Exercise task: Copy the following data verbatim, from the line containing "dog's paw, which" up to and including the line containing "[(787, 757), (1154, 679), (1097, 659)]".

──────── Records supplied

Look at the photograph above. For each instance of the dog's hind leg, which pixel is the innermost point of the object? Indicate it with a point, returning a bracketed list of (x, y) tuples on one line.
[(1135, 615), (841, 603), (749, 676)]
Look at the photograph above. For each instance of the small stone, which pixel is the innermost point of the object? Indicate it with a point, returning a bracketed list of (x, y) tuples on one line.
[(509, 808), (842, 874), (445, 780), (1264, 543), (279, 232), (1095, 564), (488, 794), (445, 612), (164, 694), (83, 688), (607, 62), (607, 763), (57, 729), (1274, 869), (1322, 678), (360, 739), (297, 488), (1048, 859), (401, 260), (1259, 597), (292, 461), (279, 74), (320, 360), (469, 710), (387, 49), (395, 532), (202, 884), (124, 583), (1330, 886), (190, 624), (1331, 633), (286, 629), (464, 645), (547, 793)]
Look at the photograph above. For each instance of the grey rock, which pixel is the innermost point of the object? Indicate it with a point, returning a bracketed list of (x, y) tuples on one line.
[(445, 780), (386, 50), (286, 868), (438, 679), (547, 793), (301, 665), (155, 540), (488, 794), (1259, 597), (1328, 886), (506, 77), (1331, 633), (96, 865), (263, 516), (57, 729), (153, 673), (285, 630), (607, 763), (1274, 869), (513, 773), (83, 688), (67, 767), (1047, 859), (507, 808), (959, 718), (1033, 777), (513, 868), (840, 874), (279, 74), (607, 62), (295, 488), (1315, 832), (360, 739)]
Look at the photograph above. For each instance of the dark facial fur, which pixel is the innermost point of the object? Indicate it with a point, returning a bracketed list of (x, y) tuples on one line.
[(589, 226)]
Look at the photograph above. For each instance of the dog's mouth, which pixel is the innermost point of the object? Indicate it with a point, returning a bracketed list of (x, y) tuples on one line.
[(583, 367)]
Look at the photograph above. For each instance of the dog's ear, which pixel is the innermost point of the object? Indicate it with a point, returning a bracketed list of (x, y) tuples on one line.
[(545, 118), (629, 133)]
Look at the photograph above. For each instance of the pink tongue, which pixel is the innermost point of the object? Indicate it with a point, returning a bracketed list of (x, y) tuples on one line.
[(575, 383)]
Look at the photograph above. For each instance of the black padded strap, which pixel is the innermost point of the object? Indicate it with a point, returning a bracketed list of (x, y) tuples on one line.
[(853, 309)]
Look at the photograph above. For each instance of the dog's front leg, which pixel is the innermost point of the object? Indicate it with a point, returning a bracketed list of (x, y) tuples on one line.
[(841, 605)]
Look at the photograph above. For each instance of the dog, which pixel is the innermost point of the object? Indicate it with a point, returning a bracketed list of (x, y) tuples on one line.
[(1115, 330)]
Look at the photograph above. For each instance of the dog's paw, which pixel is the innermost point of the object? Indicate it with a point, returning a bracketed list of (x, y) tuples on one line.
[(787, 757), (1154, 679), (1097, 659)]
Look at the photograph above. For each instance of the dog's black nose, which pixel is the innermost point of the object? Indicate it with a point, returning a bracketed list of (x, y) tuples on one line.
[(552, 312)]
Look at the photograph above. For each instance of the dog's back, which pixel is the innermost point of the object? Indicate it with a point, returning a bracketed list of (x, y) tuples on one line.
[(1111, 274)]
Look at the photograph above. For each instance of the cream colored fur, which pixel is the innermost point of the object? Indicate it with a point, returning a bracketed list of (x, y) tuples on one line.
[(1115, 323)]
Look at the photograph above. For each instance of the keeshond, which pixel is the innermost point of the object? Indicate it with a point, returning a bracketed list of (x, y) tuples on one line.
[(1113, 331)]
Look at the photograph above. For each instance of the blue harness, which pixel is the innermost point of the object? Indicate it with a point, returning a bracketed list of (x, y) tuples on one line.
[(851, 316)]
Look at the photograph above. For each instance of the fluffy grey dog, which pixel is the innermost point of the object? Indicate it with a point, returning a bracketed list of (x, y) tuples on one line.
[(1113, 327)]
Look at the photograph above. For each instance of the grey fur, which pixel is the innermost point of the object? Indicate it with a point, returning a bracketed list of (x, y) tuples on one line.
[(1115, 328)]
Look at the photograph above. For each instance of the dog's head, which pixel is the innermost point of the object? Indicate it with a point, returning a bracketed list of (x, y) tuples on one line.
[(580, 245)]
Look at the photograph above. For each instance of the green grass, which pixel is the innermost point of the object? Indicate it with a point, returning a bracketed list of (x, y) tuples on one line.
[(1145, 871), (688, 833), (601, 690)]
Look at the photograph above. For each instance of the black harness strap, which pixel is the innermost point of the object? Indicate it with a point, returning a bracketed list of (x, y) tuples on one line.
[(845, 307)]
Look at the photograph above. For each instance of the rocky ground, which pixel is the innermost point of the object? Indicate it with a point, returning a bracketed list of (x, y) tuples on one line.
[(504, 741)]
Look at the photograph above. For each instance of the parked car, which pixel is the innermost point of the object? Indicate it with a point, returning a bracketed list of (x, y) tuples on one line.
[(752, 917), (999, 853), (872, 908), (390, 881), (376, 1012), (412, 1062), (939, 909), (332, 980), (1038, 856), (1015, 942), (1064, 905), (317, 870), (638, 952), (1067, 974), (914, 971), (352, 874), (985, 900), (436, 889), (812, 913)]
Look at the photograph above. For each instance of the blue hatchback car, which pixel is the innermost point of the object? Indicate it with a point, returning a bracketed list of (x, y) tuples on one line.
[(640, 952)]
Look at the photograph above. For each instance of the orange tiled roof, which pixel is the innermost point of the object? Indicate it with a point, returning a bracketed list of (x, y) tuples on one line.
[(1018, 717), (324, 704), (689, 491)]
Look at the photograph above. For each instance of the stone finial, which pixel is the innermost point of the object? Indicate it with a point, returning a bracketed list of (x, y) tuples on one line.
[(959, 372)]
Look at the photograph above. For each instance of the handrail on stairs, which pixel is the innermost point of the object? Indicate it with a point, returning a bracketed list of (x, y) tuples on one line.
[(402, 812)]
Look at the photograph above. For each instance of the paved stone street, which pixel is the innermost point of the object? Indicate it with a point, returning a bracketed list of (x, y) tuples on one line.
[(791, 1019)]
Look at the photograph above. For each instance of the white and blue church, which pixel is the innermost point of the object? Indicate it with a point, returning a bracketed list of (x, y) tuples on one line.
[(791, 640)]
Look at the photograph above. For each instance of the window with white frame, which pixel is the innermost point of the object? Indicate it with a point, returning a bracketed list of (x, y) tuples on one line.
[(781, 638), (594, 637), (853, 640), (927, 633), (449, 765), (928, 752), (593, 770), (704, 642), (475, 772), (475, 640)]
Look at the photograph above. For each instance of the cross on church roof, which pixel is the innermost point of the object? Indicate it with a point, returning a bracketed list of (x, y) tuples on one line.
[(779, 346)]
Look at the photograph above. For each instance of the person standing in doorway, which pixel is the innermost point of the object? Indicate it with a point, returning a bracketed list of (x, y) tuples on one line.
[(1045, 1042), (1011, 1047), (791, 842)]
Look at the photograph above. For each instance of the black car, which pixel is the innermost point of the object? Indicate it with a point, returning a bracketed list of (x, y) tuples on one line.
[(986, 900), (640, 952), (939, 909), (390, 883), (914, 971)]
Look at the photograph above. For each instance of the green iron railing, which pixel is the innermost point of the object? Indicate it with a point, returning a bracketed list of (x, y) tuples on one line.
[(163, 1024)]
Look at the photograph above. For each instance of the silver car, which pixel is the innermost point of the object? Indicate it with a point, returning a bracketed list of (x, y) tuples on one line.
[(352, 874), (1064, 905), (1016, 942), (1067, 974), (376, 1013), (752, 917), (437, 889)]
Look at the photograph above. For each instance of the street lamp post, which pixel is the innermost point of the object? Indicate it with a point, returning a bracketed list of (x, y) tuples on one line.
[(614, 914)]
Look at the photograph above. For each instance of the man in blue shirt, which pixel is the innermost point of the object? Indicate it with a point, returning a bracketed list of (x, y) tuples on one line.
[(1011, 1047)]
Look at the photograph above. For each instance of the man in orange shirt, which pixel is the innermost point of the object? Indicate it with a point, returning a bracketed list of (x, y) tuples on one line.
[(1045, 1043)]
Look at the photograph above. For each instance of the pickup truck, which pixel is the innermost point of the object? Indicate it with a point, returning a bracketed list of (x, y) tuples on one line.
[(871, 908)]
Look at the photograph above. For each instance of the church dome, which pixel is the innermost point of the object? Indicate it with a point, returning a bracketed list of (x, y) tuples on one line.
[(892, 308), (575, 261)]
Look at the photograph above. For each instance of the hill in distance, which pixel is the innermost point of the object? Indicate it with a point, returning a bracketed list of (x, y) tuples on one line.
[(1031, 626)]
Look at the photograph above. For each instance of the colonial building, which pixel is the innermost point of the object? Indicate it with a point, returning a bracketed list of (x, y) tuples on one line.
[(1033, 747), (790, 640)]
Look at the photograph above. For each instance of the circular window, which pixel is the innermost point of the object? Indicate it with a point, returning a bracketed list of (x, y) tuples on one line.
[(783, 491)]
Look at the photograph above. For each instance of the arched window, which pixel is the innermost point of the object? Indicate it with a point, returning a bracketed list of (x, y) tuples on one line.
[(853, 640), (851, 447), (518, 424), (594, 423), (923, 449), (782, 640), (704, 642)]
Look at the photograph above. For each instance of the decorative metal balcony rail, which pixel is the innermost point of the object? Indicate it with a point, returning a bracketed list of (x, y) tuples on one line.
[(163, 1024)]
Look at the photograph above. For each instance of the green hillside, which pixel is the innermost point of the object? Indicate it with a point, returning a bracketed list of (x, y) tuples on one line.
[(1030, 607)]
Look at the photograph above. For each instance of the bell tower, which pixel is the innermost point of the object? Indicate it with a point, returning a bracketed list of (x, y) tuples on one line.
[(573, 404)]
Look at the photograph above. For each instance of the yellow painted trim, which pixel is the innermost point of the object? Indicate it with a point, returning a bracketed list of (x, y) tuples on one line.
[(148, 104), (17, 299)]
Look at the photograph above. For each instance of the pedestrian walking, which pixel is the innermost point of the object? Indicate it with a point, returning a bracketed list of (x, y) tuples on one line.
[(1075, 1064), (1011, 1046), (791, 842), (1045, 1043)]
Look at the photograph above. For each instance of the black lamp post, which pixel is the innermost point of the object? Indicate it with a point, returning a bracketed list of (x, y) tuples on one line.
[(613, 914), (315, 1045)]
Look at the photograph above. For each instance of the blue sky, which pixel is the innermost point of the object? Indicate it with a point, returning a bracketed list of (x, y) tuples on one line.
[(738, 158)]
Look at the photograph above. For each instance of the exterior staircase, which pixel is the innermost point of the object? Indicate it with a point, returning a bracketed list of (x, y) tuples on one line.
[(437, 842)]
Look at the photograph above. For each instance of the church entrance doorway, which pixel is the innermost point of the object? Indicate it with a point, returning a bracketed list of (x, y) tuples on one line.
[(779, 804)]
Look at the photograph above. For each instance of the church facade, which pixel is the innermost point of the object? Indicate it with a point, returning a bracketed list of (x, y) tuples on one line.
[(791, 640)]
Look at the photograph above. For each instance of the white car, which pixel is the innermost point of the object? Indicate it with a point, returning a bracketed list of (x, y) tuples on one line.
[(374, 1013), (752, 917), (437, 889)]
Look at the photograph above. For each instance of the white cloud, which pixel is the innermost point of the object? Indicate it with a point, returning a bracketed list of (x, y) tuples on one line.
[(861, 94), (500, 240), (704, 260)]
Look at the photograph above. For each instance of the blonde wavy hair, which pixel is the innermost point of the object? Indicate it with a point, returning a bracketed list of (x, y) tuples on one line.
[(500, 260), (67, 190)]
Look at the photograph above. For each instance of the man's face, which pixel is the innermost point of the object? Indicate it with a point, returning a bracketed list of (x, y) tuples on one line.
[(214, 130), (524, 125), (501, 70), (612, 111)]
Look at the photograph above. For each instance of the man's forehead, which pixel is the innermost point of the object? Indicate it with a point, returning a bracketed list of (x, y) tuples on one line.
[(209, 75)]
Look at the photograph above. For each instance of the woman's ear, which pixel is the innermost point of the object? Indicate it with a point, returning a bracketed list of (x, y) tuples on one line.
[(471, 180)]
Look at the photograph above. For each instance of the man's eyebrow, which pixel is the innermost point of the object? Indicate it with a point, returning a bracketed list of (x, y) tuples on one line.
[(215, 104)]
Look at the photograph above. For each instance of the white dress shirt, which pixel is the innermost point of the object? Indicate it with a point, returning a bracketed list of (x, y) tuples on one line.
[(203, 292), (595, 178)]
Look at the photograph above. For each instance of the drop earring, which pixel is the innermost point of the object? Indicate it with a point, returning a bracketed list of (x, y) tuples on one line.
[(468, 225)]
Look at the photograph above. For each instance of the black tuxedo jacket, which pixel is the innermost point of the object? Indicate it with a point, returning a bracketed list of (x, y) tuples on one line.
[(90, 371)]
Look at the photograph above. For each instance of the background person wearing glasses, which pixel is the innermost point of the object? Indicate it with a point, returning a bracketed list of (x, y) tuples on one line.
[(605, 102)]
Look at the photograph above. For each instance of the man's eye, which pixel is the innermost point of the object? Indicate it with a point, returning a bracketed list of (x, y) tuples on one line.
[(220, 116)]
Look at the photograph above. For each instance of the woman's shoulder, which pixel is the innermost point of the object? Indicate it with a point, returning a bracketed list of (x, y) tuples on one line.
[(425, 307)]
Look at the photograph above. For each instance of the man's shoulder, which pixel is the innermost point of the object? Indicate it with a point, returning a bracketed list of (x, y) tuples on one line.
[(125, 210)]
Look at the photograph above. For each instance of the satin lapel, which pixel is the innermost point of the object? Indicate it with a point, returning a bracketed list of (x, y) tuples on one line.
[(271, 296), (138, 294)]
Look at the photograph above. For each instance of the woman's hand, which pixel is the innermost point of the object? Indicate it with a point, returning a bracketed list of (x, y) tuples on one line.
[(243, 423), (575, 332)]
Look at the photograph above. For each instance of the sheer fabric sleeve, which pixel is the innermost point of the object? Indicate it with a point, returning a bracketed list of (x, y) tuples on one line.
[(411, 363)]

────────────────

Solution for this task:
Look at the photograph above. For each instance of the dog's paw, which pixel is the innermost point of the object? Indicate it with a point, returning a bracketed list of (x, y) tuples on one line.
[(787, 757), (1154, 679), (1097, 659)]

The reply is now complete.